- _CONSIGNE_
Peux-tu donner sous forme de liste numérotée les lignes des données brutes ci-dessous, de celle qui contient « the photo below. » jusqu'à la dernière incluse, en omettant les lignes vides ?

- _Données brutes_
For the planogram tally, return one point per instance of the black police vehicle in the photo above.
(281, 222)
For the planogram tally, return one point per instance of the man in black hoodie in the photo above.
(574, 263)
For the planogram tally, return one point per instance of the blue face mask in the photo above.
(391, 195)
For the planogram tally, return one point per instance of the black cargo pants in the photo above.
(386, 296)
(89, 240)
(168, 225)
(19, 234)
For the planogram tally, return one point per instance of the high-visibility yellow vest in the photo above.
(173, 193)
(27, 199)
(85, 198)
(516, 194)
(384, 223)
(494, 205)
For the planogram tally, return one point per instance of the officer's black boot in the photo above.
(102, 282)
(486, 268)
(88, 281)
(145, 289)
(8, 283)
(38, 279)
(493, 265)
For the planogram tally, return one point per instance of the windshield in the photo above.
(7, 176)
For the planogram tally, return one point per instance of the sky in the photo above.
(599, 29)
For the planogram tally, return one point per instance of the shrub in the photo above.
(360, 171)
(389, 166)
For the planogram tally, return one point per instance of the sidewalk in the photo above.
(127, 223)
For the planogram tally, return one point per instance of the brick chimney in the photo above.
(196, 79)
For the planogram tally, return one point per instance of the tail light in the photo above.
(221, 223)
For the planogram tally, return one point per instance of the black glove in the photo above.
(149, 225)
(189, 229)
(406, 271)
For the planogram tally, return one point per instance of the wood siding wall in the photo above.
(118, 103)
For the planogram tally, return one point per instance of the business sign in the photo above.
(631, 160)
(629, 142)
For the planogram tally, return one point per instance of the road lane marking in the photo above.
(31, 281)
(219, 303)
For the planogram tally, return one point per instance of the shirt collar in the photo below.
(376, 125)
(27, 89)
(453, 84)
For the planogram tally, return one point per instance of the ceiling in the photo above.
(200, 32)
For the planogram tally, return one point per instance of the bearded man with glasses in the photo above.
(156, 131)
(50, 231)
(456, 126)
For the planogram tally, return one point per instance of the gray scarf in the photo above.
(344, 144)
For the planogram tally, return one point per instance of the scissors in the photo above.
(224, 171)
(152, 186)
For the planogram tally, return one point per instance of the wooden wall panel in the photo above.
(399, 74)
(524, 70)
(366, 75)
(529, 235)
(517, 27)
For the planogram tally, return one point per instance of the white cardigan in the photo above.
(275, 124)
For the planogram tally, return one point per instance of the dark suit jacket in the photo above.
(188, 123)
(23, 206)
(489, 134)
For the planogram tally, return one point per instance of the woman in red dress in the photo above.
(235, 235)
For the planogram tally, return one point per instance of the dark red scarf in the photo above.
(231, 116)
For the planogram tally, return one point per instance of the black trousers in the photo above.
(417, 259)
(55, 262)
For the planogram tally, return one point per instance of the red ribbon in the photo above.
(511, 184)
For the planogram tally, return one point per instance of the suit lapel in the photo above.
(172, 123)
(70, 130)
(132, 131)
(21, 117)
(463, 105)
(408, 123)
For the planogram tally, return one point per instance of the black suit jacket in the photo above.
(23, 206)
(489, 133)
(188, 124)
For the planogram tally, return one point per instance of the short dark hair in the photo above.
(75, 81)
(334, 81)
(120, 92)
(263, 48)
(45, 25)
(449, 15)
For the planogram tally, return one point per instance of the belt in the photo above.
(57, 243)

- _RÉPONSE COMPLÈTE_
1. For the planogram tally, return one point per instance of the shirt collar in the photo below.
2. (376, 125)
3. (27, 89)
4. (453, 84)
5. For the planogram tally, return one point per instance of the ceiling in the photo above.
6. (200, 32)
7. For the planogram tally, return one point per instance of the bearded man with glasses in the photo above.
8. (156, 131)
9. (50, 231)
10. (456, 126)
11. For the planogram tally, return one point per instance of the gray scarf in the photo above.
12. (344, 144)
13. For the planogram tally, return one point per instance of the scissors in the photo above.
14. (224, 171)
15. (152, 186)
16. For the planogram tally, return one point per instance of the wooden wall panel in the photo above.
17. (399, 74)
18. (524, 70)
19. (366, 75)
20. (529, 235)
21. (517, 27)
22. For the planogram tally, return one point per instance of the white cardigan in the photo above.
23. (275, 124)
24. For the planogram tally, return one point per instance of the dark suit jacket in the photo above.
25. (188, 123)
26. (23, 206)
27. (489, 134)
28. For the planogram tally, return one point per instance of the woman in red dress in the photo above.
29. (235, 235)
30. For the planogram tally, return one point per instance of the dark red scarf in the photo above.
31. (231, 116)
32. For the planogram tally, return one point per instance of the black trousers in the photo above.
33. (417, 259)
34. (55, 262)
35. For the planogram tally, return one point per instance of the red ribbon in the photo above.
36. (511, 184)
37. For the planogram tally, return one point per instance of the suit lapel in the photo above.
38. (172, 123)
39. (70, 130)
40. (132, 131)
41. (21, 117)
42. (463, 105)
43. (408, 123)
44. For the planogram tally, return one point per instance of the black suit jacket in the photo above.
45. (23, 206)
46. (489, 133)
47. (188, 124)
48. For the planogram tally, return one point per instance of the short dark hair in the photo above.
49. (75, 81)
50. (334, 81)
51. (120, 92)
52. (263, 48)
53. (45, 25)
54. (449, 15)
55. For the planogram tally, return one point per instance of the belt in the photo above.
56. (57, 243)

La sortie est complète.